(HOW TO COMPLETE THIS TASK) Each line below from the one containing "the bridge roadway" through the one containing "of the sunset" should be output exactly as it stands, and no other line should appear.
** Opening MATERIAL FOR THIS EXERCISE block **
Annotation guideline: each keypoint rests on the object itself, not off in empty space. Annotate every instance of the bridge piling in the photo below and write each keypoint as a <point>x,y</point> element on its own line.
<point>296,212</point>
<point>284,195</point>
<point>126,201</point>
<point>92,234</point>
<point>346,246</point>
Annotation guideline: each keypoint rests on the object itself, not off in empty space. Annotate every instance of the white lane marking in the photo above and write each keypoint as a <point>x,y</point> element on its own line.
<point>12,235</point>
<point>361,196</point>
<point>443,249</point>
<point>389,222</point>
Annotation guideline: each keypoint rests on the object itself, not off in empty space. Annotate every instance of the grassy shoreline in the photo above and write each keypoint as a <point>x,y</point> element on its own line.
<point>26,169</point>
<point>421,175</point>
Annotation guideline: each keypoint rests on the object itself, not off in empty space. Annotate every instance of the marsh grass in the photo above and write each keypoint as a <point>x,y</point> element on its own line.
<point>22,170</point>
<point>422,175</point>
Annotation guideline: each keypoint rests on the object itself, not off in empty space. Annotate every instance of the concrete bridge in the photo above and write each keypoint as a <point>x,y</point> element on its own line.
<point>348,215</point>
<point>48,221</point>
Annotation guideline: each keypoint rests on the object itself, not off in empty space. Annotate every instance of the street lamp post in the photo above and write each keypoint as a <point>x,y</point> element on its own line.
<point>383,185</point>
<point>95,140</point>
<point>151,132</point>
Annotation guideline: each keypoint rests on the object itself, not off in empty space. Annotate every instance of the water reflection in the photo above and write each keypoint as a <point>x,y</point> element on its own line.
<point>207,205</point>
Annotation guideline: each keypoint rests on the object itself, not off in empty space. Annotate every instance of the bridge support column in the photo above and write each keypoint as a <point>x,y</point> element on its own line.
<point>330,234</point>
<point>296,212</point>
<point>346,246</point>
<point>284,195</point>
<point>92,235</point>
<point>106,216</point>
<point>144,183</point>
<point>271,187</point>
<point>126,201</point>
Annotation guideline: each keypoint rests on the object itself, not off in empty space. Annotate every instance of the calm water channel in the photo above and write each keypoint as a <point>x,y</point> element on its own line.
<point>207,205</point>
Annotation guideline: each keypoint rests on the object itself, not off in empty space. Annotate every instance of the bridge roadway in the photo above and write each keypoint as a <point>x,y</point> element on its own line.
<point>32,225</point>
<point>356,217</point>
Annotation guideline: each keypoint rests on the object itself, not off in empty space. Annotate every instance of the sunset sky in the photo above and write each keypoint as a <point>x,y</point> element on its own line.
** Closing MATERIAL FOR THIS EXERCISE block **
** Opening MATERIAL FOR THIS EXERCISE block **
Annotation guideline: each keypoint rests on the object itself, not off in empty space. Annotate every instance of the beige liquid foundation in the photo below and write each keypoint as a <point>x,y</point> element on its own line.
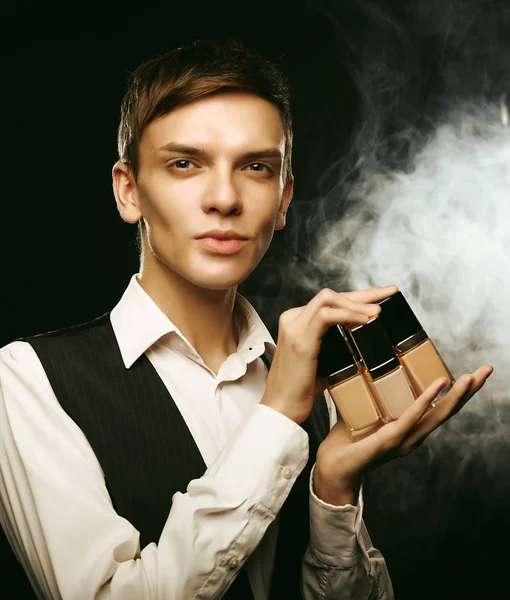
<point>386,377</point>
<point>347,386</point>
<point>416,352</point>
** Closing MATERIAL FOR THIS EXERCISE block **
(RESPONSE AREA)
Annotation guideline: each keypoint rests on the object itself, not off in empty space. Annotate every instance of the bridge roadway in the photo above and write each keypoint as a <point>x,y</point> element on its own line.
<point>32,225</point>
<point>356,217</point>
Annotation guideline: each keypoint rests on the object itself, not off in empty space. Annotate every instance of the sunset sky in the photo above and write each keypoint as a <point>x,y</point> element on its own line.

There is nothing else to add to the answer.